### INSTRUCTION
Please rescale the lines below, beginning at the line that has "In the photo below, where can the golden" and stopping after the line that has "pixel 90 71", and give only those lines again with the requests kept and the pictures left out. Multiply every coordinate in the answers by 0.3 and round each to a whole number, with halves rounded up.

### SUPPLIED INFORMATION
((
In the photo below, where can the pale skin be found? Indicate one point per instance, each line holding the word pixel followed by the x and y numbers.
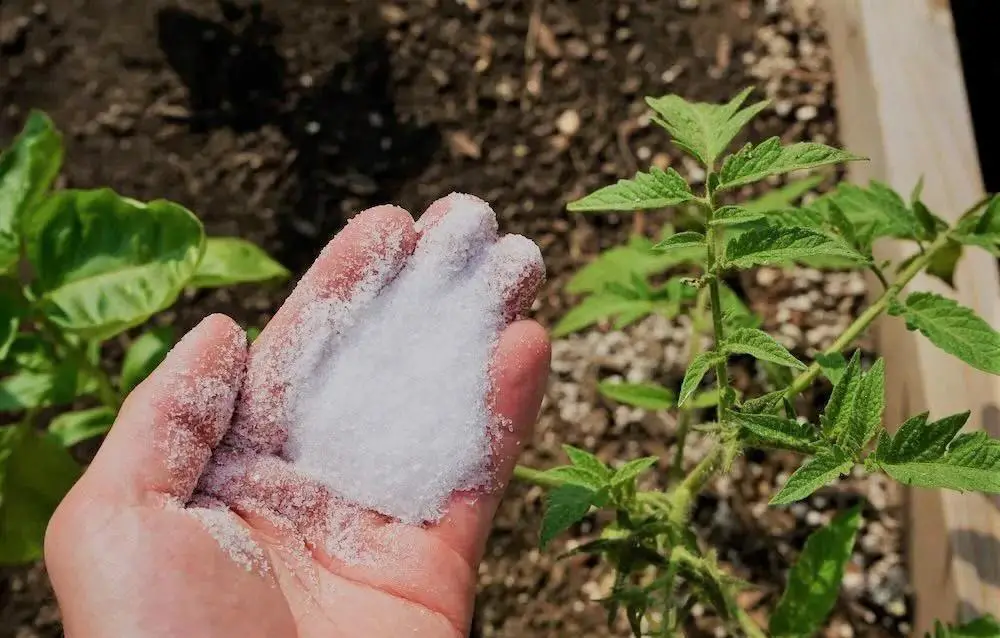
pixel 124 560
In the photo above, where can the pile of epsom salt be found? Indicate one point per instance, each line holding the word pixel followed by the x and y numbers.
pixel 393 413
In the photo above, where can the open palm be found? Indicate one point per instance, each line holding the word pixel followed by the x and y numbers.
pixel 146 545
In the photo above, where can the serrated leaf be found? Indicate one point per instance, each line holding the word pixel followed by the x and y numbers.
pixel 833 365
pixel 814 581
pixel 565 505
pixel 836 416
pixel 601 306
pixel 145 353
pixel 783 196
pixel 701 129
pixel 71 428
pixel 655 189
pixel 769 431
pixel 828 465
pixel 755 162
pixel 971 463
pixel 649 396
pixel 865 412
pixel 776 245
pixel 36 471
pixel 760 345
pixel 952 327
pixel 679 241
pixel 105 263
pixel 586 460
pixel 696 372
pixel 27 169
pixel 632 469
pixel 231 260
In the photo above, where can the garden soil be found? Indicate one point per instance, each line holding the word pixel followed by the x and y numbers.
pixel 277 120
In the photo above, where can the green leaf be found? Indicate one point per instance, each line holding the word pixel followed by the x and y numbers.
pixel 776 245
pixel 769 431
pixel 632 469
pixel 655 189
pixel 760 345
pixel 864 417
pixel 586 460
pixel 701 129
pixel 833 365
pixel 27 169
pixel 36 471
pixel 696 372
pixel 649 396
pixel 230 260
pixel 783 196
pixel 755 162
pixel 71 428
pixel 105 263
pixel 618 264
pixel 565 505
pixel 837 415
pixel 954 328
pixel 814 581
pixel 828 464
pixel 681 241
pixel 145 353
))
((
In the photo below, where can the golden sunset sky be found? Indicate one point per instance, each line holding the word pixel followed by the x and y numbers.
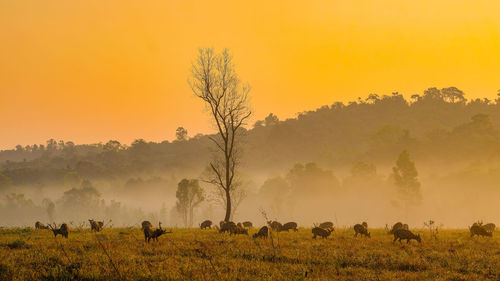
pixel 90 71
))
### TASK ANSWER
In the photo below, where can the golden sunset sky be found? Indicate one point per instance, each line holding the word pixel followed by the x and y numbers.
pixel 27 21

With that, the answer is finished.